## Exercise set
(a) Sum up the pure ACL NN runtime commit below in two sentences.
(b) Using the pure ACL NN runtime commit below, decide whether each statement is true: (i) the commit was signed off by Jonghyun Park; (ii) the feature-shape version of asTensorShape uses shape.N as its last dimension; (iii) the feature-shape version of asTensorInfo uses the F32 data type. Answer yes or no for each and quote the words that settle it.
(c) Pick up the code in the pure ACL NN runtime commit below and write the next lines.

## Document extract

##############################

[Pure ACL NN Runtime] Implement basic compilation (#596)
author박종현/동작제어Lab(SR)/Senior Engineer/삼성전자 <jh1302.park@samsung.com>
Thu, 12 Apr 2018 00:14:05 +0000 (09:14 +0900)
committer서상민/동작제어Lab(SR)/Senior Engineer/삼성전자 <sangmin7.seo@samsung.com>
Thu, 12 Apr 2018 00:14:05 +0000 (09:14 +0900)
This commit implements basic compilation phase for (experiemntal) pure
ACL NN runtime.

Signed-off-by: Jonghyun Park <jh1302.park@samsung.com>
tools/nnapi_bindings/bindings/pure_arm_compute/src/compilation.cc
tools/nnapi_bindings/bindings/pure_arm_compute/src/internal/arm_compute.h

index d046f8b..3ff2040 100644 (file)
@@ -1,8 +1,278 @@
 #include <nnapi.h>
 
+#include <arm_compute/core/CL/ICLTensor.h>
+
+#include <arm_compute/runtime/IFunction.h>
+#include <arm_compute/runtime/CL/CLScheduler.h>
+
 #include "compilation.h"
 #include "model.h"
 
+::arm_compute::TensorShape asTensorShape(const nnfw::util::feature::Shape &shape)
+{
+  return ::arm_compute::TensorShape(shape.W, shape.H, shape.C, 1);
+}
+
+::arm_compute::TensorShape asTensorShape(const nnfw::util::kernel::Shape &shape)
+{
+  return ::arm_compute::TensorShape(shape.W, shape.H, shape.C, shape.N);
+}
+
+::arm_compute::TensorInfo asTensorInfo(const nnfw::util::feature::Shape &shape)
+{
+  return ::arm_compute::TensorInfo(asTensorShape(shape), 1, ::arm_compute::DataType::F32);
+}
+
+::arm_compute::TensorInfo asTensorInfo(const nnfw::util::kernel::Shape &shape)

##############################

## Material supplied
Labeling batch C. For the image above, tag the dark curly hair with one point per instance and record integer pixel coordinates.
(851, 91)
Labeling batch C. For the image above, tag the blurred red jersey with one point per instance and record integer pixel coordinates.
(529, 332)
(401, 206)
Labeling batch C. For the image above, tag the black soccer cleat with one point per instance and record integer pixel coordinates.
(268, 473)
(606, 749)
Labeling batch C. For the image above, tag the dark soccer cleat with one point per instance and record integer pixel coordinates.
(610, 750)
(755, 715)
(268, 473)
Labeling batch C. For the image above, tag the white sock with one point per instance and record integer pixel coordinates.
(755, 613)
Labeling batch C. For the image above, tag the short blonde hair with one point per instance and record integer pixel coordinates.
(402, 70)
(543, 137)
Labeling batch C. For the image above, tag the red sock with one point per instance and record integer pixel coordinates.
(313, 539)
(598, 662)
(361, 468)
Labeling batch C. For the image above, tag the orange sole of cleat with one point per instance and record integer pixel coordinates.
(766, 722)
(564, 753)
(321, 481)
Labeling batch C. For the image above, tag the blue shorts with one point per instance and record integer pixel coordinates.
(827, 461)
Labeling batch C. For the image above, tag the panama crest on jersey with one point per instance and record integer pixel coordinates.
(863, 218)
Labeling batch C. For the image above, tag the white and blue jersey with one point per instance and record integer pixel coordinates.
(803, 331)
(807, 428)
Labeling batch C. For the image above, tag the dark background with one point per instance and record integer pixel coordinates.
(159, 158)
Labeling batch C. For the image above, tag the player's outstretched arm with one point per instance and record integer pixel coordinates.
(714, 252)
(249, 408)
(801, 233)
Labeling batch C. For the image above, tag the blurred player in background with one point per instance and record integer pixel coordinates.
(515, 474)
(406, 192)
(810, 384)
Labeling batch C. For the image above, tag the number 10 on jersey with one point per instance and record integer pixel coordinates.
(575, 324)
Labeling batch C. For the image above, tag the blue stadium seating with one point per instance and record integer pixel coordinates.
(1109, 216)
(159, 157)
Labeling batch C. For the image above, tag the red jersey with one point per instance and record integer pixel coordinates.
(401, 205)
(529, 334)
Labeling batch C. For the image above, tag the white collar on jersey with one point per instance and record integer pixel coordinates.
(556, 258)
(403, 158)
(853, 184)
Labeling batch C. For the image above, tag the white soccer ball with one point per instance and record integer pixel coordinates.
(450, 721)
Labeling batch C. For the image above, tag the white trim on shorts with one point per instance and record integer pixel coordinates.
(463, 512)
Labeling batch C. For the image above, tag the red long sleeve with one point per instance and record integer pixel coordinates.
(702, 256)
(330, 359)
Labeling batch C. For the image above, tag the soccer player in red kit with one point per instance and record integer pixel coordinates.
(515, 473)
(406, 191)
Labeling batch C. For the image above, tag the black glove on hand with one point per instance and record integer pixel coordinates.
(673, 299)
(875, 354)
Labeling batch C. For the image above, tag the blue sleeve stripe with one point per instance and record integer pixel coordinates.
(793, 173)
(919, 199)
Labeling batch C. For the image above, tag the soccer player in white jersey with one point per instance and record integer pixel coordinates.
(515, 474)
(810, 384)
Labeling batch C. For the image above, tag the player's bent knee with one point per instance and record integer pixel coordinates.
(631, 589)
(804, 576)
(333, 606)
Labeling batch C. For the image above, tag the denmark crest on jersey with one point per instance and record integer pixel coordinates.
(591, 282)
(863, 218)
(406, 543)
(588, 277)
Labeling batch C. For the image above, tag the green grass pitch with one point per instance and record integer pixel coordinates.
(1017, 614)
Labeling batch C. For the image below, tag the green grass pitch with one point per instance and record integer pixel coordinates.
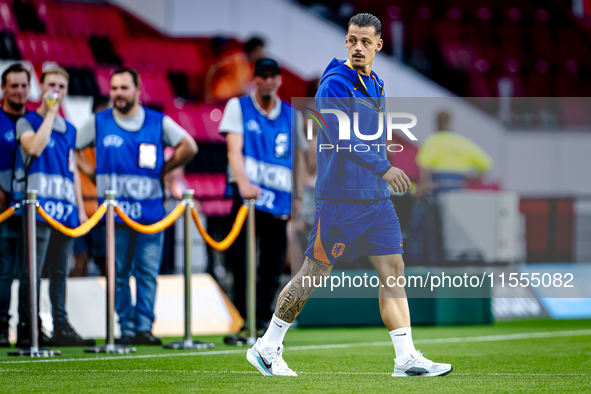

##############################

## Results in order
(a) The commit, dated Thu, 12 Apr 2018, implements a basic compilation phase for the experimental pure ACL NN runtime and touches compilation.cc and arm_compute.h. The diff shown adds arm_compute includes and functions named asTensorShape and asTensorInfo, which turn feature and kernel shapes into arm_compute tensor shapes and tensor info.

(b)
(i) Yes: "Signed-off-by: Jonghyun Park <jh1302.park@samsung.com>"
(ii) No: "return ::arm_compute::TensorShape(shape.W, shape.H, shape.C, 1);"
(iii) Yes: "return ::arm_compute::TensorInfo(asTensorShape(shape), 1, ::arm_compute::DataType::F32);"

(c)
+{
+  return ::arm_compute::TensorInfo(asTensorShape(shape), 1, ::arm_compute::DataType::F32);
+}
+
+::arm_compute::TensorInfo asTensorInfo(int32_t size)
+{
+  return ::arm_compute::TensorInfo(::arm_compute::TensorShape(size), 1, ::arm_compute::DataType::F32);
+}
+
+
+struct IAllocationContext
+{
+  virtual ~IAllocationContext() = default;
+
+  virtual ::arm_compute::ICLTensor *at(const ::internal::tflite::operand::Index &ind) const = 0;
+};
+
+struct IExecutionBuilder
+{
+  virtual ~IExecutionBuilder() = default;
+
+  virtual void append(std::unique_ptr<::arm_compute::IFunction> &&f) = 0;
+};
+
+using Stage = std::function<void (const IAllocationContext &, IExecutionBuilder &)>;
+
+struct IPlanBuilder
+{
+  virtual ~IPlanBuilder() = default;
+
+  virtual void addShapeConstr(const ::internal::tflite::operand::Index &ind,
+                              const ::arm_compute::TensorInfo &info) = 0;
+
+  virtual void addStage(const Stage &) = 0;
+};
+
+#include <arm_compute/runtime/CL/functions/CLConvolutionLayer.h>
+
+class Planner : public ::internal::tflite::op::NodeVisitor
+{
+public:
+  Planner(const ::internal::tflite::operand::Set &ctx, IPlanBuilder &builder) : _ctx{ctx}, _builder{builder}
+  {
+    // DO NOTHING
+  }
+
+public:
+  void visit(const ::internal::tflite::op::Conv2D::implicit::Node &node) override;
+
+private:
+  const ::internal::tflite::operand::Set &_ctx;
+  IPlanBuilder &_builder;
+};
+
+void Planner::visit(const ::internal::tflite::op::Conv2D::implicit::Node &node)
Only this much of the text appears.